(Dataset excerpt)

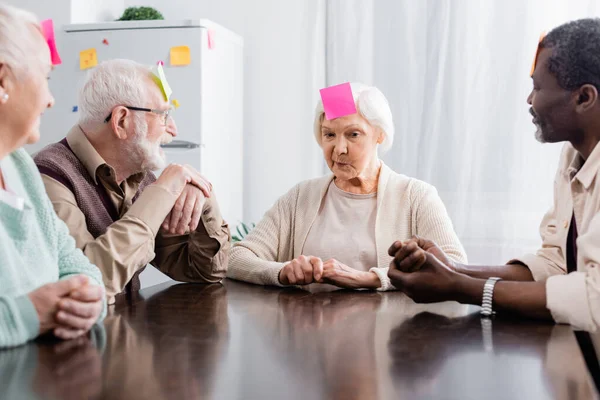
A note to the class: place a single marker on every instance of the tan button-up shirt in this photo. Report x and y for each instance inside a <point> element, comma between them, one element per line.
<point>136,238</point>
<point>572,298</point>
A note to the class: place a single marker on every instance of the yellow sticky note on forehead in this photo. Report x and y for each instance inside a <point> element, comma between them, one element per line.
<point>537,53</point>
<point>88,58</point>
<point>161,81</point>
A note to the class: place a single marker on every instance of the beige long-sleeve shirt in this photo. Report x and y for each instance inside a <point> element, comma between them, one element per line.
<point>136,238</point>
<point>571,298</point>
<point>405,207</point>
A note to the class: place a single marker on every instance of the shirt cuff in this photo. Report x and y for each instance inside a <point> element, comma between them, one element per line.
<point>211,217</point>
<point>567,300</point>
<point>537,265</point>
<point>386,283</point>
<point>31,323</point>
<point>153,206</point>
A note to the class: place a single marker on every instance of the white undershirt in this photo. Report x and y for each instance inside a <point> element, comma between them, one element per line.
<point>345,229</point>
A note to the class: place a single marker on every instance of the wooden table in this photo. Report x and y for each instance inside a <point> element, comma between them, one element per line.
<point>239,341</point>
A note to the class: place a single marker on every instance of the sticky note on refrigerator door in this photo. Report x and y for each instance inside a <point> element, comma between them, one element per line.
<point>211,39</point>
<point>338,101</point>
<point>180,55</point>
<point>88,58</point>
<point>161,81</point>
<point>537,53</point>
<point>48,31</point>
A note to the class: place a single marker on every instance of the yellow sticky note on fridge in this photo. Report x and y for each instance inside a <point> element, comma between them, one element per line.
<point>180,55</point>
<point>88,58</point>
<point>161,81</point>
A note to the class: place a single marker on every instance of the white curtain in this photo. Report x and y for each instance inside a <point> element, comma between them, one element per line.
<point>456,73</point>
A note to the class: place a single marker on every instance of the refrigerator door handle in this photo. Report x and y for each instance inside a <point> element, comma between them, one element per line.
<point>180,144</point>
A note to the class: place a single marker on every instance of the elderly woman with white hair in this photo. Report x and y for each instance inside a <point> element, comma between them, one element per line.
<point>47,285</point>
<point>337,229</point>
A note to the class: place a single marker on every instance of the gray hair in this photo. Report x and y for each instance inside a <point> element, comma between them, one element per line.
<point>575,59</point>
<point>113,83</point>
<point>372,105</point>
<point>16,39</point>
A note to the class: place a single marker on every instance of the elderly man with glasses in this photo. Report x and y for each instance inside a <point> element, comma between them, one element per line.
<point>101,184</point>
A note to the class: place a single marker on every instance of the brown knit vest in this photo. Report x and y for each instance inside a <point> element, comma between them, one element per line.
<point>60,163</point>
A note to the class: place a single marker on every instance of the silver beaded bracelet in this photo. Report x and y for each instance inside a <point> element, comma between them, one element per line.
<point>488,296</point>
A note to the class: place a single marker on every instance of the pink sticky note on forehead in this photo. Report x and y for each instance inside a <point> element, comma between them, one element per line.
<point>48,31</point>
<point>338,101</point>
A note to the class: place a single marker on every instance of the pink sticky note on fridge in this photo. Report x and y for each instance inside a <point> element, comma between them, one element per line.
<point>48,31</point>
<point>338,101</point>
<point>211,39</point>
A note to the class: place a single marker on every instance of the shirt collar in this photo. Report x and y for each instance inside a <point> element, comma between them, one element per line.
<point>585,170</point>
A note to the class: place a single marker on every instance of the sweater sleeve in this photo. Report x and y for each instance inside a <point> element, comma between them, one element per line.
<point>256,259</point>
<point>431,221</point>
<point>18,321</point>
<point>71,260</point>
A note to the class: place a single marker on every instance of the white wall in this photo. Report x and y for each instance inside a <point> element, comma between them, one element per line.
<point>284,56</point>
<point>86,11</point>
<point>72,11</point>
<point>58,10</point>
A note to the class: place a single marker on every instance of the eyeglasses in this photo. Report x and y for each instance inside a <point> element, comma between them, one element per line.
<point>164,113</point>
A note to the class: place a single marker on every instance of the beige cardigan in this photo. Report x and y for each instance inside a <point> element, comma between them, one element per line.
<point>405,207</point>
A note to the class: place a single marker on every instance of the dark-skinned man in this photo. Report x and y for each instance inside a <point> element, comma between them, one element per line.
<point>562,280</point>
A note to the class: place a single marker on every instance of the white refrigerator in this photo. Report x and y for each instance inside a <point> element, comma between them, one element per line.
<point>208,91</point>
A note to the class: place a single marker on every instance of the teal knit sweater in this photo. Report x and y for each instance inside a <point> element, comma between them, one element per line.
<point>35,249</point>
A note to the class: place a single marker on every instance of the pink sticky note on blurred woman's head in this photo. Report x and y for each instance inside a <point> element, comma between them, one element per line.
<point>338,101</point>
<point>48,31</point>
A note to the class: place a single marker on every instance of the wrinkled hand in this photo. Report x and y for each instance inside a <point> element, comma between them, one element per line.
<point>186,212</point>
<point>79,311</point>
<point>46,298</point>
<point>432,282</point>
<point>411,255</point>
<point>303,270</point>
<point>341,275</point>
<point>176,176</point>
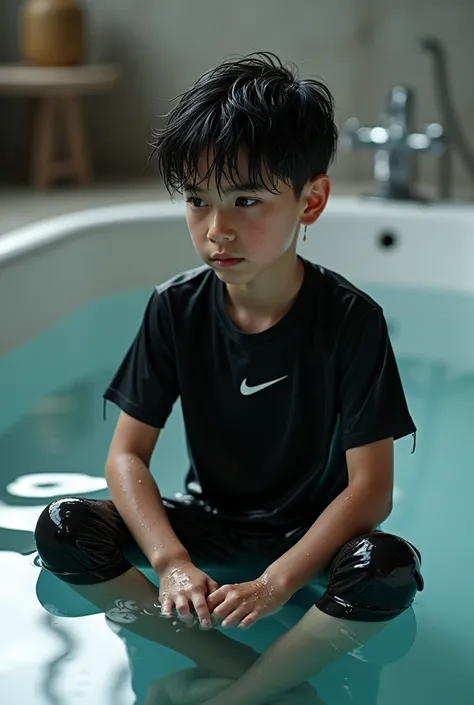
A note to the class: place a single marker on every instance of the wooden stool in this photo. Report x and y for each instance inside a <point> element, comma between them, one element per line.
<point>56,94</point>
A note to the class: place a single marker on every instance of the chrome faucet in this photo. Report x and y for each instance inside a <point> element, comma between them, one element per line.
<point>395,144</point>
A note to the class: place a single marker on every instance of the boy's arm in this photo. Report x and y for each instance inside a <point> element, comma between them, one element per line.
<point>136,495</point>
<point>363,505</point>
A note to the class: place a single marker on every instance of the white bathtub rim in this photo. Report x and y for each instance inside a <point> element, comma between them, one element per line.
<point>45,232</point>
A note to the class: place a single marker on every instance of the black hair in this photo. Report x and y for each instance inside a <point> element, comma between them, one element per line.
<point>286,126</point>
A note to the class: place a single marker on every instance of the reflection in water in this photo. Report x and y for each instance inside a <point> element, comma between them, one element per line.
<point>64,438</point>
<point>55,484</point>
<point>52,670</point>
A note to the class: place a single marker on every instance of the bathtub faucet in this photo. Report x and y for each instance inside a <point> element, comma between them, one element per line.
<point>396,145</point>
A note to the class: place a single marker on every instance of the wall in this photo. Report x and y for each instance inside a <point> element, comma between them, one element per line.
<point>359,47</point>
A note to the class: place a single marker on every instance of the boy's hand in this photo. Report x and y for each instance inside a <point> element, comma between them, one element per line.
<point>243,604</point>
<point>182,585</point>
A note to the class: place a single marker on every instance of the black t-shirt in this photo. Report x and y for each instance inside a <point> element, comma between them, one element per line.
<point>268,416</point>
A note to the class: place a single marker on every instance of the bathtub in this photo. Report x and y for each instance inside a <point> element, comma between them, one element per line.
<point>94,253</point>
<point>416,260</point>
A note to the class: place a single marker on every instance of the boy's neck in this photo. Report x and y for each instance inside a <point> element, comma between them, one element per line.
<point>263,302</point>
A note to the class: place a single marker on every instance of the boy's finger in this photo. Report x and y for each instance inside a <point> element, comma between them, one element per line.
<point>202,610</point>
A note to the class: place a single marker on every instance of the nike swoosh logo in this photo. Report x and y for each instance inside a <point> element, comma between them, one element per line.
<point>246,390</point>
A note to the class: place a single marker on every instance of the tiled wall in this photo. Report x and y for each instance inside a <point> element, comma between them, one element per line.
<point>360,47</point>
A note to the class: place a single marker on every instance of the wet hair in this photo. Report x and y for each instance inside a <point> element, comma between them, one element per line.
<point>284,124</point>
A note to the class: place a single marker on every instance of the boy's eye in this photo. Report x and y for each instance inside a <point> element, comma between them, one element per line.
<point>194,201</point>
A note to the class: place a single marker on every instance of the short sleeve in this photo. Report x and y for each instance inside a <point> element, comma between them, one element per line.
<point>371,399</point>
<point>145,385</point>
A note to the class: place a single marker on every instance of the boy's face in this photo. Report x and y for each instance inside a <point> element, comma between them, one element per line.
<point>242,233</point>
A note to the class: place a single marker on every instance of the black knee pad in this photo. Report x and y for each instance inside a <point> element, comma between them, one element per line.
<point>76,540</point>
<point>373,578</point>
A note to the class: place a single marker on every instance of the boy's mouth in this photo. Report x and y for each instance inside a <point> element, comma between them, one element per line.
<point>225,260</point>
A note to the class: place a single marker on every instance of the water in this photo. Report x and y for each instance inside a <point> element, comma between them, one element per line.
<point>53,442</point>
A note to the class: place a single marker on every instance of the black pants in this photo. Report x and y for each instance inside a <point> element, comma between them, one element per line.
<point>374,577</point>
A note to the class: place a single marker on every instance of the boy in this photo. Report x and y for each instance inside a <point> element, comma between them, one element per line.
<point>291,400</point>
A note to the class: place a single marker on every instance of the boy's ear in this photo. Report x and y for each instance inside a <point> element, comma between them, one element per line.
<point>315,197</point>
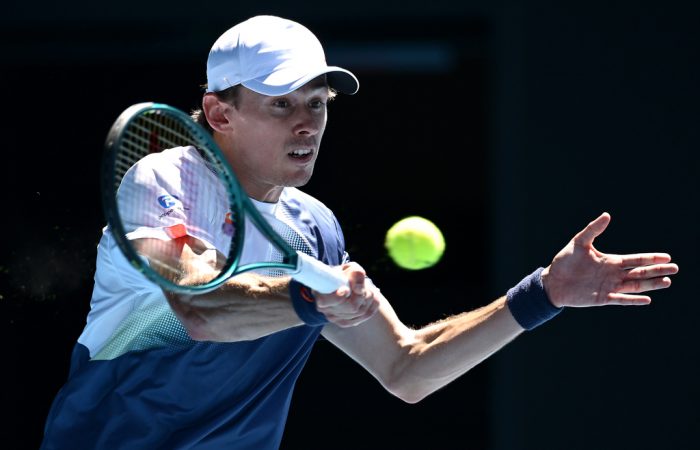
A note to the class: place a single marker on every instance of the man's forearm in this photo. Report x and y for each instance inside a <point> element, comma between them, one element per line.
<point>246,307</point>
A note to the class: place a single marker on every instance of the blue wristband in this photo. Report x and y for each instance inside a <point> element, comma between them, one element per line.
<point>305,305</point>
<point>528,301</point>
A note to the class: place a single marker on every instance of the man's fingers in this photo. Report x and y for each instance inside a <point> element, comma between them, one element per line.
<point>628,299</point>
<point>650,270</point>
<point>635,286</point>
<point>644,259</point>
<point>586,236</point>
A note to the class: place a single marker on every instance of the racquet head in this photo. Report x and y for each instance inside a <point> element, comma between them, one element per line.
<point>178,213</point>
<point>163,178</point>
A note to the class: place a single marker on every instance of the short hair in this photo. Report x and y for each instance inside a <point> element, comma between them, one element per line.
<point>231,95</point>
<point>228,95</point>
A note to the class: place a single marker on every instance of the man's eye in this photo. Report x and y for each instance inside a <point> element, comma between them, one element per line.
<point>317,104</point>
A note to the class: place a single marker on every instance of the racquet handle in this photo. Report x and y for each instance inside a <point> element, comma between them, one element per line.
<point>317,275</point>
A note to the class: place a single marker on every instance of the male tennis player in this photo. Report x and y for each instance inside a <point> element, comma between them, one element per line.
<point>165,371</point>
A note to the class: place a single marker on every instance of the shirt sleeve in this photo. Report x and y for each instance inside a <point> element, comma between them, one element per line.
<point>150,201</point>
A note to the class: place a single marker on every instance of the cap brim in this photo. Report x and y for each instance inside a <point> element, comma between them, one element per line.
<point>338,78</point>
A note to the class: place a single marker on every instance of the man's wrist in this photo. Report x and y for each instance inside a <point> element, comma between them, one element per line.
<point>528,302</point>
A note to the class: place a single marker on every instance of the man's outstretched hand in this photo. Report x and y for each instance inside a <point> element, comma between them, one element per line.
<point>580,275</point>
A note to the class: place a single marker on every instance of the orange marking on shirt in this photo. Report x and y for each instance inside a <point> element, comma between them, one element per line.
<point>176,231</point>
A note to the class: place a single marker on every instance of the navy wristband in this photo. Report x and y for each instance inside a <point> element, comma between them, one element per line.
<point>305,305</point>
<point>528,301</point>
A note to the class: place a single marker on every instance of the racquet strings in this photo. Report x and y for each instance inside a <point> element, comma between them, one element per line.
<point>192,202</point>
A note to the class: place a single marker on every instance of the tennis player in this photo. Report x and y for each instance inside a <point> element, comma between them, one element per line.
<point>164,371</point>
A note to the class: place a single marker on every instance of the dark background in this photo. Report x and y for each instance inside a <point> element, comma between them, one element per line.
<point>509,124</point>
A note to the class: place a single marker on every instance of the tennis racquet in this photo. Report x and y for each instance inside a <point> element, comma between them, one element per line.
<point>134,178</point>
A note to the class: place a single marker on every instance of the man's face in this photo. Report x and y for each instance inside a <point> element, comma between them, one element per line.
<point>275,141</point>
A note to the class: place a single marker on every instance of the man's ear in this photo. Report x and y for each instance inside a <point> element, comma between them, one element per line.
<point>215,111</point>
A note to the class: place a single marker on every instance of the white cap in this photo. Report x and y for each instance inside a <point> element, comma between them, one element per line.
<point>272,56</point>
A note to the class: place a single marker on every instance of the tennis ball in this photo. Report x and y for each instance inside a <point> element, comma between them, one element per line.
<point>414,243</point>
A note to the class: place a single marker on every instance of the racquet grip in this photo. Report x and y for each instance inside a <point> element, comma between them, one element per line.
<point>317,275</point>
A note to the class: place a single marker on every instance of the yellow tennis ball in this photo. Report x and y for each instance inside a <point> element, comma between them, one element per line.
<point>415,243</point>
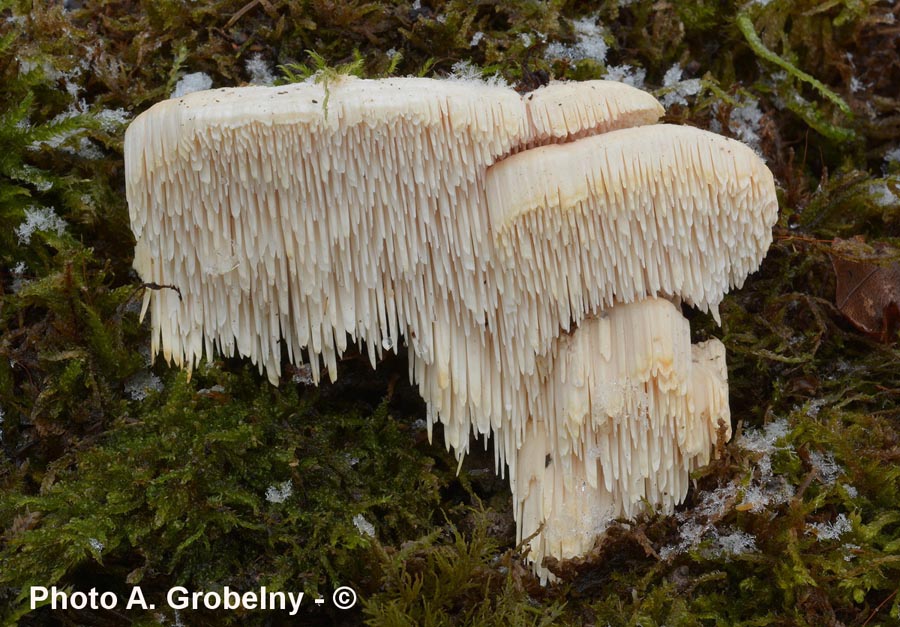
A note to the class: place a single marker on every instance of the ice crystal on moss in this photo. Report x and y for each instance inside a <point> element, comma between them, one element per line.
<point>39,219</point>
<point>112,119</point>
<point>467,71</point>
<point>18,273</point>
<point>882,195</point>
<point>279,493</point>
<point>189,83</point>
<point>830,530</point>
<point>364,526</point>
<point>678,88</point>
<point>627,74</point>
<point>259,71</point>
<point>143,383</point>
<point>589,43</point>
<point>735,542</point>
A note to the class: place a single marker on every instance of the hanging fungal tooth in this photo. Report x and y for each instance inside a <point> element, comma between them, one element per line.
<point>531,251</point>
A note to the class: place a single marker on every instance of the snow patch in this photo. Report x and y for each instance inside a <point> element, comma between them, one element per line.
<point>259,71</point>
<point>830,530</point>
<point>627,74</point>
<point>363,526</point>
<point>142,384</point>
<point>589,43</point>
<point>43,219</point>
<point>198,81</point>
<point>677,88</point>
<point>279,493</point>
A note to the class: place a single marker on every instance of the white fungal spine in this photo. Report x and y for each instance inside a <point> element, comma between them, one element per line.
<point>436,213</point>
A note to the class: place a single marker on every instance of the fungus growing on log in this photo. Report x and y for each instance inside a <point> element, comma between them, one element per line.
<point>531,251</point>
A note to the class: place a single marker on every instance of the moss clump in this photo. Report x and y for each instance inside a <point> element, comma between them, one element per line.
<point>115,473</point>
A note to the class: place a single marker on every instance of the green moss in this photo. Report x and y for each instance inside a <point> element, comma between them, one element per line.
<point>106,480</point>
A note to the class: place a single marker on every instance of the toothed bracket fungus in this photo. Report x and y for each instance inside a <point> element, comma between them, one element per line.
<point>530,251</point>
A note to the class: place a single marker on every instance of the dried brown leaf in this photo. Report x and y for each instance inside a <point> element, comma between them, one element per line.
<point>868,286</point>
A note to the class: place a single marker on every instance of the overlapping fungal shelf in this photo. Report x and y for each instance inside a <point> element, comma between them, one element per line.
<point>623,410</point>
<point>478,227</point>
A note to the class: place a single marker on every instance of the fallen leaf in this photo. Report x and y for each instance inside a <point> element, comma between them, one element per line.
<point>868,286</point>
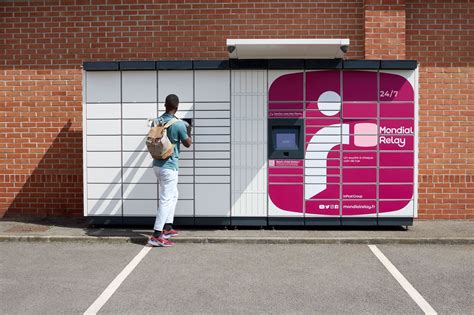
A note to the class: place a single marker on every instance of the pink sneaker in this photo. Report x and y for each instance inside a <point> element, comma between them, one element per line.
<point>169,234</point>
<point>159,242</point>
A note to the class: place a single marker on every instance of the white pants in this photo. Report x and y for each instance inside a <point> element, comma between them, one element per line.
<point>168,181</point>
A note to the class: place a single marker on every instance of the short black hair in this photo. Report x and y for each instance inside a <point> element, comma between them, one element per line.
<point>172,102</point>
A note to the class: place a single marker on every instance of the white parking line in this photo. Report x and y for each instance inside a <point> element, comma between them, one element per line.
<point>113,286</point>
<point>414,294</point>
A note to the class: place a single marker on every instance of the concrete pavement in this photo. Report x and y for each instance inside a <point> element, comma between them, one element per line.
<point>76,230</point>
<point>57,278</point>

## Problem requirements
Express the rows from the line containing "of the dark-skinned" through the line containing "<point>562,280</point>" as a JSON list of strings, one string per line and no entries for blank lines.

## Result for this exercise
[
  "A note to the class: place a single marker on every instance of the dark-skinned man in this photo. Report x and y for each instance inside a <point> element, comma between them, one element per line.",
  "<point>562,280</point>"
]